=== Supplied text ===
=== Section Start ===
French mathematician

Jean-Claude Bouquet (7 September 1819 – 9 September 1885) was a French mathematician who worked with Charles Briot on doubly periodic functions.

Bouquet became friends with Briot at the Lycée and wanted to become a mathematics teacher.

==Biography==
The son of a farmer, Jean Claude Bouquet studied at the secondary school level in Lyon, where he obtained Bachelor of Arts and Science degrees. From 1839 to 1842, he studied science at the Ecole Normale and the University of Paris, where he obtained a degree in mathematics and physics in 1841. France was in the midst of the revolution of 1830.

Appointed an associate for the mathematics classes at colleges on September 16. 1842, he was immediately appointed to replace the elementary maths teacher at the Royal College of Marseille. In 1843, he obtained a PhD in Mathematical Sciences with a master thesis on variation of double integrals. In October 1845, at the age of 26, he became professor of pure mathematics at the Faculty of Sciences of Lyon.
=== Section End ===
=== Directions ===
1/ Turn the paragraph of the Jean-Claude Bouquet biography that begins "Appointed an associate" into a short list that keeps its main facts.
2/ Write the next part of the Jean-Claude Bouquet biography, picking up after its final sentence.

Collected data entries
=== Section Start ===
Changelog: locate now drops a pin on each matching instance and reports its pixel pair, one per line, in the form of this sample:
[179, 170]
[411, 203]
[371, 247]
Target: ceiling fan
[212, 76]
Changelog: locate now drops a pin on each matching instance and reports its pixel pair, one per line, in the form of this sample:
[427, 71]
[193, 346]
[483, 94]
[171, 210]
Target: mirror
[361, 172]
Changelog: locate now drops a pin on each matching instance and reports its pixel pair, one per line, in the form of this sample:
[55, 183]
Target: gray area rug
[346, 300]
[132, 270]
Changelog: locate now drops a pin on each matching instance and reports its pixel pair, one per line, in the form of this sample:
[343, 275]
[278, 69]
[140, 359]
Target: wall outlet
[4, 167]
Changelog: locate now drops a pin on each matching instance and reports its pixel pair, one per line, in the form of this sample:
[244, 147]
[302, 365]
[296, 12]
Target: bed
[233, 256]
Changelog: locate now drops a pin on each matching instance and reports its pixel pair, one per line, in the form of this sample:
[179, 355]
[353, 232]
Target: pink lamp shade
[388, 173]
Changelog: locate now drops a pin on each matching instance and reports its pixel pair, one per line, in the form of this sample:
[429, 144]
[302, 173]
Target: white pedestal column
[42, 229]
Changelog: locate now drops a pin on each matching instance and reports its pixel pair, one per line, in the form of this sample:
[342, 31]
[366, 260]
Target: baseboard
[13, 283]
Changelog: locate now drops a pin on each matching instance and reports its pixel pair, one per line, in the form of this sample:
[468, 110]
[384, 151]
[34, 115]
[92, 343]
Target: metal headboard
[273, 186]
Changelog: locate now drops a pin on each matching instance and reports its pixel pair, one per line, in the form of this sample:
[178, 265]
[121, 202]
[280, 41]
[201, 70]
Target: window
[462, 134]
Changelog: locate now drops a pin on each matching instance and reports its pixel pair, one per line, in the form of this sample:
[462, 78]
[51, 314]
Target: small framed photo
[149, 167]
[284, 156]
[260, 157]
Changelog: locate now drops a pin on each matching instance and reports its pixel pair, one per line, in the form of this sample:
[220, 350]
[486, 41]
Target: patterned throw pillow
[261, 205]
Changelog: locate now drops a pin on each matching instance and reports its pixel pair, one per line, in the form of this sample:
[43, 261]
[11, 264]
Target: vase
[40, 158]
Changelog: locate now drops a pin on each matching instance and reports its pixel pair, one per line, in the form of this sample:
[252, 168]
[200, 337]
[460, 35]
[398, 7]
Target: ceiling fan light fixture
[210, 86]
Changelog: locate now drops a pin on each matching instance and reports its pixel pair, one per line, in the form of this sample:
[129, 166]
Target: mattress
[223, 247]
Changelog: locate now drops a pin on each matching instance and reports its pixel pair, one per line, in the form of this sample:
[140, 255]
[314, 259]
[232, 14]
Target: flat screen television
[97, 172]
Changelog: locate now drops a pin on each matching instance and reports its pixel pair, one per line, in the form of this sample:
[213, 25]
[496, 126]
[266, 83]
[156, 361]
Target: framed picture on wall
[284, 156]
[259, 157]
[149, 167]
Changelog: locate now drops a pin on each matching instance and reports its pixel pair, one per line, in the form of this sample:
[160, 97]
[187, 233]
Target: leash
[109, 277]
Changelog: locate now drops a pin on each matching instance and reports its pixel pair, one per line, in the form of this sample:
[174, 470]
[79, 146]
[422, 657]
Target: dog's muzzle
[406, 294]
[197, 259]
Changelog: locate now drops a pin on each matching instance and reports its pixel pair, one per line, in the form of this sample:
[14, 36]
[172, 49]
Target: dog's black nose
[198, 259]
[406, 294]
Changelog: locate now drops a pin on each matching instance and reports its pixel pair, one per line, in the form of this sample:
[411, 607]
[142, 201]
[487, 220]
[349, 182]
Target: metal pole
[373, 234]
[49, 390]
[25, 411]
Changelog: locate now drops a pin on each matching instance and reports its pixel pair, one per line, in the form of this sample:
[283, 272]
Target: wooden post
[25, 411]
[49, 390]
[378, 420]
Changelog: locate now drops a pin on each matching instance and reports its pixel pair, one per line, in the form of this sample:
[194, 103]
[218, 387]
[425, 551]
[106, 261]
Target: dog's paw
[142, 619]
=== Section End ===
=== Answers to the exercises ===
1/
- September 16, 1842: appointed an associate for the mathematics classes at colleges, then immediately named to replace the elementary mathematics teacher at the Royal College of Marseille.
- 1843: earned a PhD in Mathematical Sciences with a thesis on the variation of double integrals.
- October 1845, age 26: became professor of pure mathematics at the Faculty of Sciences of Lyon.

2/
He remained there seven years, then obtained the class of special mathematics at the Bonaparte high school in Paris in October 1852. He was called to replace Joseph-Alfred Serret in the chair of calculus and integral calculus of the Faculty of Sciences of Paris during the second semester 1855-1856. In October 1858, he became professor of the special mathematics class at Lycee Louis-le-Grand, replacing Jules Vieille as inspector. He is on leave of absence in 1867-68 (supplemented by Gaston Darboux), then is appointed lecturer of descriptive geometry and differential and integral calculus at the École normale supérieure on October 31, 1868 (replacing Victor Puiseux).

Parallel to his teaching high school and the Ecole Normale Supérieure, he assumed the faculty of science during the second half of 1865. He was elected member of the Academy of Sciences in 1875. He was appointed Knight of the Legion of Honor on 13 August 1858 and Officer on 31 December 1884.

Bouquet was a respected teacher as well as researcher. It was rare for collaborative joint research papers such as those that Bouquet completed. His student, Jules Tannery, praised him highly as a teacher.